Task set:
(a) In the Manzanar passage, on what date was the writer on the Manzanar grounds?
(b) Decide whether each statement agrees with the Manzanar passage. Answer yes or no, and quote the words that decide it.
(i) The barracks-style buildings at Manzanar remain largely standing.
(ii) The people the writer met were reluctant to talk about their time at Manzanar.
(iii) Manzanar was one of 10 camps.
(c) Copy the Manzanar passage from "The thing I" to "simply could not.".

Manzanar was one of the 10 camps where altogether more than 100,000 people were incarcerated. From what I've read, there was a lot of anti-Japanese sentiment in America at the time, and although there was some pushback, it wasn't all that significant.

On April 26, I was on the Manzanar grounds with time to walk around on my own between camera setups. It's bigger than I thought it was going to be. The geographic isolation and the size of the place make the intent and bristling aggression all but inescapable.

What were once countless rows of barracks-style buildings, which held thousands of people, are largely gone now. The structures were pulled down and the desert quickly reclaimed the territory, erasing this chapter of American history almost completely.

I walked alone over hard ground and looked down at rusted nails, bits of old glass, weathered buttons, the back half of a black arrowhead, perhaps from a Paiute Indian, hunting his next meal who knows how many years ago, the artifacts mixing like two history books thrown into a blender.

Tour buses showed up, school groups poured out and the visitor center and surrounding area started to fill. I wandered around among families, some with an elderly relative who had been incarcerated there. The people I met were friendly, and quite willing to talk about their experiences at Manzanar.

The thing I noticed running through all the conversations was the hurt these people still felt all these years later. After the war was over, and not a single person was found to be aiding Japan in undermining American security, the incarcerated were turned loose, basically with bus fare. Thousands of these people were tax-paying business and property owners who lost everything they had.

How do you go on from that? How do you believe in your American identity when it was so completely wrenched away from you and then, years later, with little or no explanation, tossed back at your feet like an inconvenient afterthought? What do you tell your kids? I tried, over and over again, to put myself in the place of these people, and I simply could not.

After all the people had left, I was still there. The sunset over the Sierras was incredible. Being forced to watch it for years must have felt like a hard punch in the guts.

Supplied data:

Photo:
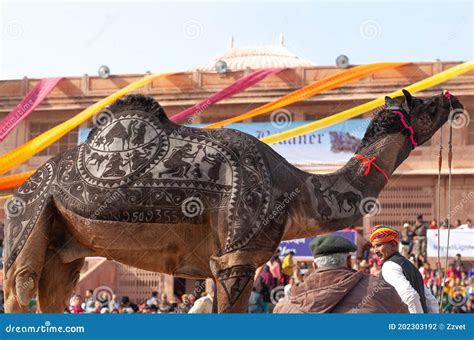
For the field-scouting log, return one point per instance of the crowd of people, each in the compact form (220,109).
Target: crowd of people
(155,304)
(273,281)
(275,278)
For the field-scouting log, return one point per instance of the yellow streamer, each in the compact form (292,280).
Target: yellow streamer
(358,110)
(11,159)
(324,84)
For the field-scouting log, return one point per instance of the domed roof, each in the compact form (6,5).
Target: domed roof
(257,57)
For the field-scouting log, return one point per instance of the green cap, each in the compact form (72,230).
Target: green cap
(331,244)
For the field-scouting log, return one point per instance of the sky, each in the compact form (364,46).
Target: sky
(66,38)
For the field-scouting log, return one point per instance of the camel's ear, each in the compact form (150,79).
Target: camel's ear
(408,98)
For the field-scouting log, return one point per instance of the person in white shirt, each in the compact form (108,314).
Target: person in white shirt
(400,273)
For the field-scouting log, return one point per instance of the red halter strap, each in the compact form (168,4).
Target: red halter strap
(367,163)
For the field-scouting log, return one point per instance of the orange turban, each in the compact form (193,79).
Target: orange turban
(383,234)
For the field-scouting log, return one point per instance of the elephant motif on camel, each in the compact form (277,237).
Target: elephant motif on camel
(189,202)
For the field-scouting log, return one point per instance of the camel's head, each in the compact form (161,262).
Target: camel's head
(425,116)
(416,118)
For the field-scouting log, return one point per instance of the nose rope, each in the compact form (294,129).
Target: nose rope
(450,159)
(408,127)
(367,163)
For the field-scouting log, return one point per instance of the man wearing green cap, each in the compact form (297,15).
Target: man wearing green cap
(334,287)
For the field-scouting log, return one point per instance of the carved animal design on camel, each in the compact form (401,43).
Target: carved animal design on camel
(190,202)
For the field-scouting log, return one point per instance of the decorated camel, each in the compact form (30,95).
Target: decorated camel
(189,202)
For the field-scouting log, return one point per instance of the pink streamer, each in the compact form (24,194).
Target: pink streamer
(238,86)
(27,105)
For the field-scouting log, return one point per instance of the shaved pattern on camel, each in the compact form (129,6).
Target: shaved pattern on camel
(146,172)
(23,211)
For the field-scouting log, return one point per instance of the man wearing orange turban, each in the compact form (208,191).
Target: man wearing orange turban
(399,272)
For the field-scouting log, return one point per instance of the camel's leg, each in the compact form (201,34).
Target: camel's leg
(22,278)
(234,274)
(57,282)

Task answers:
(a) April 26

(b)
(i) No: "are largely gone now"
(ii) No: "quite willing to talk about their experiences at Manzanar"
(iii) Yes: "Manzanar was one of the 10 camps"

(c)
The thing I noticed running through all the conversations was the hurt these people still felt all these years later. After the war was over, and not a single person was found to be aiding Japan in undermining American security, the incarcerated were turned loose, basically with bus fare. Thousands of these people were tax-paying business and property owners who lost everything they had.

How do you go on from that? How do you believe in your American identity when it was so completely wrenched away from you and then, years later, with little or no explanation, tossed back at your feet like an inconvenient afterthought? What do you tell your kids? I tried, over and over again, to put myself in the place of these people, and I simply could not.